- **Texte**:

|---|

Haïti: Le tableau est familier, rien de nouveau en fait. Passer dans la boue et la crasse dans ma voiture climatisée, pour moi, comme pour la plupart de mes compatriotes, n'a rien d'insolite. Fraîche et bien maquillée, je me rends aujourd'hui à une dégustation de fromages et vins français, invitation d'un ami et chef réputé. Je suis tranquille et heureuse du programme de la soirée, et, contrairement à ce que veulent véhiculer les discours populistes et beaucoup d'étrangers démagogues, je ne suis pas coupable de la misère de mon pays. Élevée dans une famille de rudes travailleurs, je travaille dur et honnêtement moi aussi. J'ai eu la chance de recevoir une éducation. Je n'exploite personne, et sur ma conscience, s'il y a quelques grammes de fautes qui pèsent, la misère d'autrui n'a pas sa place.
Mais alors que je passe pour la millième fois dans ce quartier dit « défavorisé », je me dis aussi pour la millième fois que ce fossé n'a pas de sens. Oui, il y a des pauvres et des riches partout. Non, le trip Cuba ce n'est pas mon truc... Mais j'essaie de comprendre ce parcours anti-progrès qui est le nôtre, et je n'y arrive pas.

|---|

- **Votre objectif**: Pourriez-vous rédiger la suite du texte sur Haïti en reprenant juste après sa dernière phrase ? Les enregistrements qui suivent forment un ensemble distinct, sans lien avec le texte.

- **Enregistrements conservés**:

|---|

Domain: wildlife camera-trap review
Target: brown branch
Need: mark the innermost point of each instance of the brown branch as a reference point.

|---|

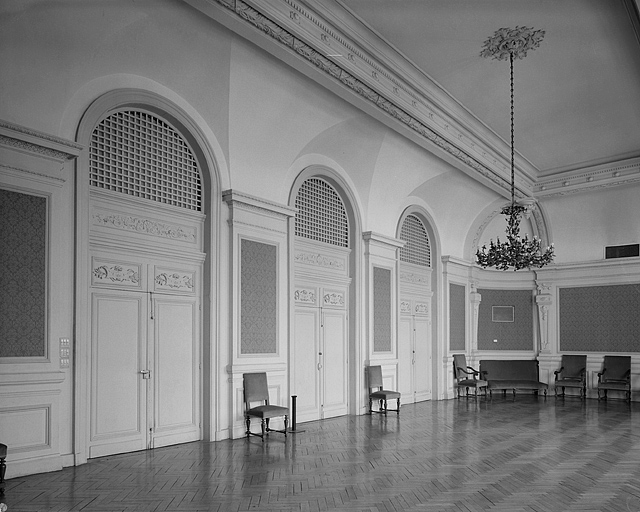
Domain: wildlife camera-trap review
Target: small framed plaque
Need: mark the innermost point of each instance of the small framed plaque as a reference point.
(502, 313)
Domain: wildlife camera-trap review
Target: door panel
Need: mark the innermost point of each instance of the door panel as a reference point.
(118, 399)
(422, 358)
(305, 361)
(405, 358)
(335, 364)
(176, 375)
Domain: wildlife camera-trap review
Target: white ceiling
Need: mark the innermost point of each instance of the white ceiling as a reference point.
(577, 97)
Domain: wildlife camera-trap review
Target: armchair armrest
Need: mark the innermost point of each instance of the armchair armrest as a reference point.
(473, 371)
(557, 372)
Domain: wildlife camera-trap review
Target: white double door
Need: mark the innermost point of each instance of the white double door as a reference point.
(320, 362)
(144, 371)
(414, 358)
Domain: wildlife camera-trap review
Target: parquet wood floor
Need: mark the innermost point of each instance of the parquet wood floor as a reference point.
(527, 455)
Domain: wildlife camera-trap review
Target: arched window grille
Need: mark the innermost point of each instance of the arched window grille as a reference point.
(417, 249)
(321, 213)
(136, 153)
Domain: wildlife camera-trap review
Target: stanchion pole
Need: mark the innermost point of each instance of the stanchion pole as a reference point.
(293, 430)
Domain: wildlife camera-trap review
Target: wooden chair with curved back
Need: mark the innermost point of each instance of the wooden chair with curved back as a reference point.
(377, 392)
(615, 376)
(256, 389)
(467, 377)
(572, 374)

|---|

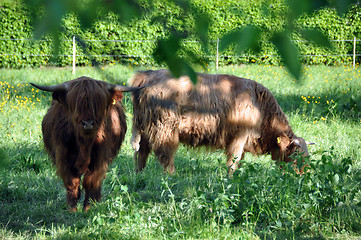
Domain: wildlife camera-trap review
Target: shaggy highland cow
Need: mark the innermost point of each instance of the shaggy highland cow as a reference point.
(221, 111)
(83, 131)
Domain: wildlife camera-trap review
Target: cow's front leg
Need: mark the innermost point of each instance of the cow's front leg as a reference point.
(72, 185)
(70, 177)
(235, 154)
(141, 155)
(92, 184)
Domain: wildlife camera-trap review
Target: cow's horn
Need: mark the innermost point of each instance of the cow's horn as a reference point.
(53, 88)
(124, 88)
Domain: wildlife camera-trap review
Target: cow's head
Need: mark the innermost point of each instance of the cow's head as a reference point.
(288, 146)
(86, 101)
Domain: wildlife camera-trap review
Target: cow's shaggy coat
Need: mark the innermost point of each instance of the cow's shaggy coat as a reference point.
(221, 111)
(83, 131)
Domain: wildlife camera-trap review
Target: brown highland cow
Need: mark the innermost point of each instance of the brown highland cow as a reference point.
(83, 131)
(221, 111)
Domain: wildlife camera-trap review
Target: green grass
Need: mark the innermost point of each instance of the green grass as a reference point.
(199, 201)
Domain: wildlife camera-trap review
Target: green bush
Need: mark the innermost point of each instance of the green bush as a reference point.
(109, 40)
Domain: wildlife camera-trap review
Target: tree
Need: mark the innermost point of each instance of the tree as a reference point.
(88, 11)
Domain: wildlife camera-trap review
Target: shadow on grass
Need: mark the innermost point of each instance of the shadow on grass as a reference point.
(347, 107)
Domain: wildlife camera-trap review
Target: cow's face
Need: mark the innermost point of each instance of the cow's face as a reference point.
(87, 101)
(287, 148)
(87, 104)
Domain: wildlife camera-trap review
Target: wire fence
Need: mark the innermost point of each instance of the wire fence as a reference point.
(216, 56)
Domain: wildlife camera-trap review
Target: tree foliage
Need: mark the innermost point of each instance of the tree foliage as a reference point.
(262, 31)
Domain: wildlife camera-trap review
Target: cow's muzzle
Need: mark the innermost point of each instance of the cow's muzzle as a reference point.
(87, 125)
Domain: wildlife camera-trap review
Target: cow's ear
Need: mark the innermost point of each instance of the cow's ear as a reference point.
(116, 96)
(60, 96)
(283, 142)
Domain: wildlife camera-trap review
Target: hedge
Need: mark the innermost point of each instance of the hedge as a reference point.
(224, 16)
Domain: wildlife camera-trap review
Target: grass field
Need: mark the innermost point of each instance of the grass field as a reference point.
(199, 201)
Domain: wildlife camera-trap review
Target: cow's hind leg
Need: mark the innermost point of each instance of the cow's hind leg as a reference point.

|---|

- **Bonne réponse**:
J'essaie de comprendre comment doit se sentir un sénateur, un député ou un homme d'Etat, passant lui aussi, comme moi, dans la boue pour se rendre à une dégustation de fromage. Est-ce qu'il dira aussi, comme moi, qu'il n'est pas responsable de la pauvreté du pays ?
Je cherche des explications à cette démission collective : Indépendance prise trop tôt ? Fuite des cerveaux ? Et je cherche aussi non pas des baguettes magiques, mais des chemins menant aux solutions : Engagement ? Responsabilité assumée ? Respect de l'autre et de nous-mêmes ?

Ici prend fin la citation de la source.